Data items:
»»

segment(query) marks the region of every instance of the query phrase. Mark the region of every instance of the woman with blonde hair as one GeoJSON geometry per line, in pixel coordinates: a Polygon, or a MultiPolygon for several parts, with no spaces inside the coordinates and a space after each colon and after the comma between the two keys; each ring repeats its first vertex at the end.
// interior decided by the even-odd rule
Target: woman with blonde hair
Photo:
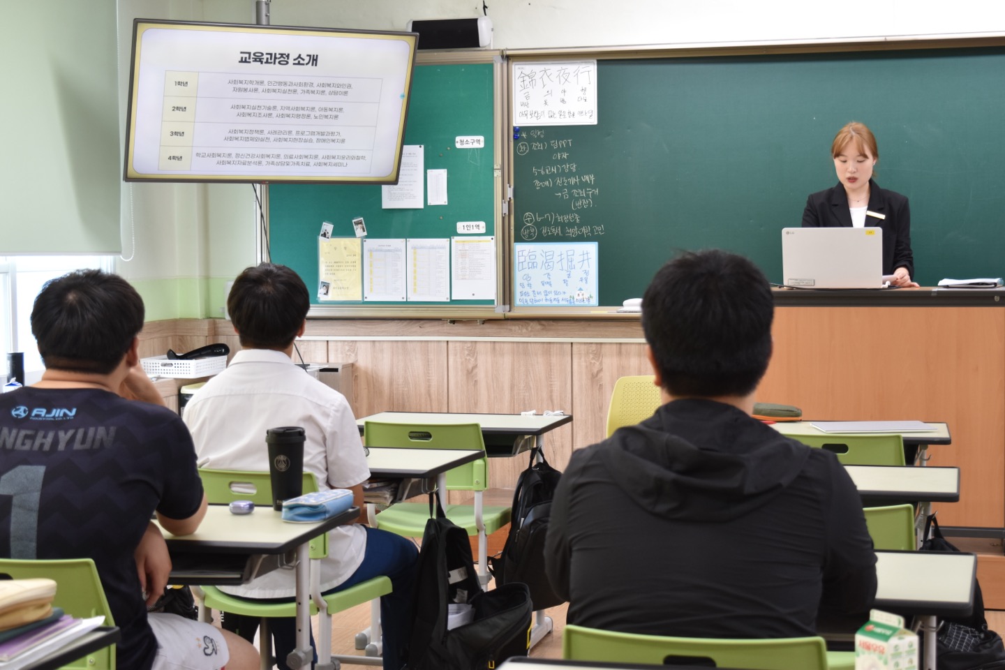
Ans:
{"type": "Polygon", "coordinates": [[[893,286],[918,286],[911,250],[911,206],[899,193],[881,189],[872,179],[879,150],[865,124],[846,124],[830,149],[838,183],[806,199],[803,227],[875,226],[882,230],[882,273],[893,286]]]}

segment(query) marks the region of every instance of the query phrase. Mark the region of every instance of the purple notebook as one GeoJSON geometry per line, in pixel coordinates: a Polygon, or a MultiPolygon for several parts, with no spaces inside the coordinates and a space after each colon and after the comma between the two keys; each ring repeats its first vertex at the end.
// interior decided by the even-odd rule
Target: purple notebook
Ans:
{"type": "Polygon", "coordinates": [[[64,614],[51,624],[34,628],[11,640],[0,643],[0,662],[9,661],[18,654],[26,652],[32,647],[45,642],[52,636],[58,635],[62,631],[66,630],[77,621],[79,620],[74,619],[68,614],[64,614]]]}

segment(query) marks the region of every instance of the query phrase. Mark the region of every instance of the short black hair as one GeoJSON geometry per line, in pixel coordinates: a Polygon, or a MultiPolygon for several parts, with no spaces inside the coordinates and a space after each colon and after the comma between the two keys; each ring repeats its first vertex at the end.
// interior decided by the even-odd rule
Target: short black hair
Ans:
{"type": "Polygon", "coordinates": [[[143,329],[143,298],[118,274],[74,270],[47,281],[31,309],[46,368],[108,375],[143,329]]]}
{"type": "Polygon", "coordinates": [[[746,396],[771,360],[775,302],[764,273],[719,249],[685,252],[653,277],[642,329],[672,396],[746,396]]]}
{"type": "Polygon", "coordinates": [[[300,276],[285,265],[261,263],[237,275],[227,311],[241,347],[289,347],[307,318],[311,294],[300,276]]]}

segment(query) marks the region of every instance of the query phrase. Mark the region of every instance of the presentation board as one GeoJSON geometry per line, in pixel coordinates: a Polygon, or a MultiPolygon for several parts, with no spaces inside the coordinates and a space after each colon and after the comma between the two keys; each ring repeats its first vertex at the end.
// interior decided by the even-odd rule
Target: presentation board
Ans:
{"type": "Polygon", "coordinates": [[[417,38],[136,19],[125,179],[394,183],[417,38]]]}
{"type": "Polygon", "coordinates": [[[479,55],[416,65],[398,186],[269,187],[271,258],[307,282],[313,314],[501,317],[501,64],[479,55]]]}

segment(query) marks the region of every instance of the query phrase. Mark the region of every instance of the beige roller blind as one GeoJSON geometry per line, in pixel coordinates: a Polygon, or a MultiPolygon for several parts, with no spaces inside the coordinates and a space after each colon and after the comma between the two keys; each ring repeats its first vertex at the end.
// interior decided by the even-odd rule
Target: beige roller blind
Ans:
{"type": "Polygon", "coordinates": [[[116,2],[10,2],[3,14],[0,255],[118,253],[116,2]]]}

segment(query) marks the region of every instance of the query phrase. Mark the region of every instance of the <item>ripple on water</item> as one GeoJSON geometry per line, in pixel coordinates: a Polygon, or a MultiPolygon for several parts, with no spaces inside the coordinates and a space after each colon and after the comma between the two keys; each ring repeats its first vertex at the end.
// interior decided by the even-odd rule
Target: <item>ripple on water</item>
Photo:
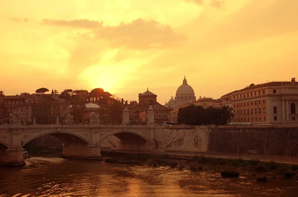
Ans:
{"type": "Polygon", "coordinates": [[[297,182],[226,179],[219,173],[33,157],[0,168],[0,197],[296,196],[297,182]],[[292,184],[292,185],[291,185],[292,184]]]}

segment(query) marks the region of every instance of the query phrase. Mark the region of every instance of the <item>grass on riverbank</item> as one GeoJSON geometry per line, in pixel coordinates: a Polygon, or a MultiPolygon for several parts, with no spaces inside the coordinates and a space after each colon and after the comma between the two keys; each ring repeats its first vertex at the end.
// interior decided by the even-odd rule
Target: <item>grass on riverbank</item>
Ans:
{"type": "MultiPolygon", "coordinates": [[[[112,158],[114,159],[113,163],[147,164],[154,167],[170,166],[177,168],[179,170],[186,169],[194,172],[214,171],[220,172],[223,177],[238,177],[240,174],[246,175],[250,174],[253,176],[258,174],[259,176],[257,178],[257,181],[258,182],[268,181],[266,174],[271,174],[271,177],[274,177],[274,179],[276,177],[289,179],[294,177],[298,173],[297,165],[278,163],[273,161],[268,162],[261,162],[258,159],[245,160],[240,158],[236,159],[224,159],[202,156],[186,156],[181,158],[176,158],[174,155],[103,150],[101,152],[103,156],[112,158]]],[[[108,160],[107,162],[109,162],[108,160]]]]}

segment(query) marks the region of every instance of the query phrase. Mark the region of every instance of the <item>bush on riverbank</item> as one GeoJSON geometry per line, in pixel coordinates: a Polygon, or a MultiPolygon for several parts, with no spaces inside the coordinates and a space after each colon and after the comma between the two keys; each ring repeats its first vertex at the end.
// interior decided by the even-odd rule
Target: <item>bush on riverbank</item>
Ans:
{"type": "Polygon", "coordinates": [[[223,177],[239,177],[239,172],[234,169],[226,169],[221,172],[223,177]]]}
{"type": "Polygon", "coordinates": [[[268,182],[268,180],[266,176],[257,177],[256,181],[258,182],[268,182]]]}

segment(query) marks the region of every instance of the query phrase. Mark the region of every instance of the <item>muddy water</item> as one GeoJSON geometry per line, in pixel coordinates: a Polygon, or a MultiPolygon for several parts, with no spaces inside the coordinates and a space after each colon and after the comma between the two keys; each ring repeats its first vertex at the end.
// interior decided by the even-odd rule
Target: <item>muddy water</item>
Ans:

««

Aim of the exercise. Make an exact copy of the records shown above, without the pictures.

Result of the exercise.
segment(query) marks the region of every instance of the query phrase. Mark the region of every instance of the woman with blonde hair as one GeoJSON geometry per line, in pixel coordinates: a Polygon, or a MultiPolygon for several parts, with no spaces inside the coordinates and a space after each colon and after the comma between the two keys; each ring repeats its first vertex at the end.
// interior decided by the even-odd rule
Target: woman with blonde hair
Photo:
Ans:
{"type": "Polygon", "coordinates": [[[893,286],[918,286],[911,250],[911,206],[899,193],[881,189],[872,179],[879,150],[865,124],[846,124],[830,149],[838,183],[806,199],[803,227],[875,226],[882,230],[882,273],[893,286]]]}

segment(query) marks the region of every instance of the query phrase. Mark the region of every instance of the purple notebook as one GeoJSON geometry per line, in pixel coordinates: a Polygon, or a MultiPolygon for several parts, with no spaces inside the coordinates and a space after each colon and after the comma between the two keys; each ring repeats its first vertex at the end.
// interior decided by the even-odd rule
Target: purple notebook
Ans:
{"type": "Polygon", "coordinates": [[[64,614],[51,624],[34,628],[11,640],[0,643],[0,662],[9,661],[18,654],[26,652],[32,647],[45,642],[52,636],[58,635],[62,631],[66,630],[77,621],[79,620],[74,619],[68,614],[64,614]]]}

segment(query) marks the region of every instance of the query phrase. Mark the region of every instance of the short black hair as one GeoJSON geometry per line, in pixel coordinates: a Polygon, or a MultiPolygon for several parts, with no spaces inside the coordinates and a space after each colon and after the comma between the two keys; each ring repeats its first vertex at the end.
// interior decided by the even-odd rule
Target: short black hair
Ans:
{"type": "Polygon", "coordinates": [[[143,329],[143,298],[118,274],[74,270],[47,281],[31,309],[46,368],[108,375],[143,329]]]}
{"type": "Polygon", "coordinates": [[[746,396],[771,360],[775,302],[764,273],[719,249],[685,252],[653,277],[642,329],[672,396],[746,396]]]}
{"type": "Polygon", "coordinates": [[[300,276],[285,265],[261,263],[237,275],[227,311],[241,347],[289,347],[307,318],[311,294],[300,276]]]}

segment(query) marks the region of every instance of the query phrase. Mark the region of every instance of the presentation board as one GeoJSON geometry per line, in pixel coordinates: a Polygon, or a MultiPolygon for several parts, with no spaces inside the coordinates and a space after each colon and after the comma between the two keys; each ring repeats its first vertex at the end.
// interior decided by the even-odd rule
Target: presentation board
Ans:
{"type": "Polygon", "coordinates": [[[417,38],[136,19],[125,179],[394,183],[417,38]]]}
{"type": "Polygon", "coordinates": [[[479,55],[416,65],[398,186],[269,187],[271,258],[307,282],[313,314],[501,317],[501,64],[479,55]]]}

segment(query) marks the region of every instance of the query phrase. Mark the region of every instance of the beige roller blind as one GeoJSON geometry per line, in pixel coordinates: a Polygon, or a MultiPolygon for several parts, with no spaces inside the coordinates and a space after each colon and after the comma between the two keys; each ring repeats its first vertex at the end.
// interior decided by the even-odd rule
Target: beige roller blind
Ans:
{"type": "Polygon", "coordinates": [[[116,2],[10,2],[3,14],[0,255],[118,253],[116,2]]]}

segment(query) marks the region of every instance of the query phrase. Mark the region of every instance of the <item>ripple on water</item> as one GeoJSON geometry per line, in pixel coordinates: a Polygon, or a MultiPolygon for several parts, with no spaces inside the coordinates and a space after each colon and after the comma between the two keys; each ring repeats its first vertex at the end.
// interior decided by the even-odd rule
Target: <item>ripple on water</item>
Photo:
Ans:
{"type": "Polygon", "coordinates": [[[297,182],[226,179],[219,173],[33,157],[0,168],[0,197],[296,196],[297,182]],[[292,184],[292,185],[291,185],[292,184]]]}

segment(query) marks the region of every instance of the query phrase. Mark the region of every instance of the <item>grass on riverbank</item> as one GeoJSON geometry per line, in pixel coordinates: a Polygon, or a MultiPolygon for several parts, with no spaces inside the coordinates and a space after each colon and after the comma between the two keys; each ring repeats its first vertex at the end.
// interior decided by the even-odd rule
Target: <item>grass on riverbank</item>
Ans:
{"type": "MultiPolygon", "coordinates": [[[[112,158],[114,159],[113,163],[147,164],[154,167],[170,166],[177,168],[179,170],[186,169],[194,172],[214,171],[220,172],[223,177],[238,177],[240,174],[246,175],[250,174],[253,176],[258,174],[259,176],[257,178],[257,181],[258,182],[268,181],[266,174],[271,174],[271,177],[274,177],[274,179],[276,177],[289,179],[294,177],[298,173],[297,165],[278,163],[273,161],[268,162],[261,162],[258,159],[245,160],[240,158],[236,159],[224,159],[202,156],[186,156],[181,158],[176,158],[174,155],[103,150],[101,152],[103,156],[112,158]]],[[[108,160],[107,162],[109,162],[108,160]]]]}

segment(query) marks the region of every instance of the query phrase. Mark the region of every instance of the <item>bush on riverbank</item> as one GeoJSON geometry per line, in pixel coordinates: a Polygon, or a MultiPolygon for several parts, with no spaces inside the coordinates and a space after each colon and after the comma between the two keys; each ring repeats its first vertex at the end.
// interior decided by the even-odd rule
Target: <item>bush on riverbank</item>
Ans:
{"type": "Polygon", "coordinates": [[[223,177],[239,177],[239,172],[234,169],[226,169],[221,172],[223,177]]]}
{"type": "Polygon", "coordinates": [[[268,182],[268,180],[266,176],[257,177],[256,181],[258,182],[268,182]]]}

segment(query) marks the region of every instance of the query phrase. Mark the region of every instance of the <item>muddy water</item> as one GeoJSON geometry per line, in pixel coordinates: a Polygon, or a MultiPolygon for several parts, with no spaces inside the coordinates and a space after each colon and after the comma between the two keys; each ring repeats its first vertex at the end.
// interior decided by the even-odd rule
Target: <item>muddy water</item>
Ans:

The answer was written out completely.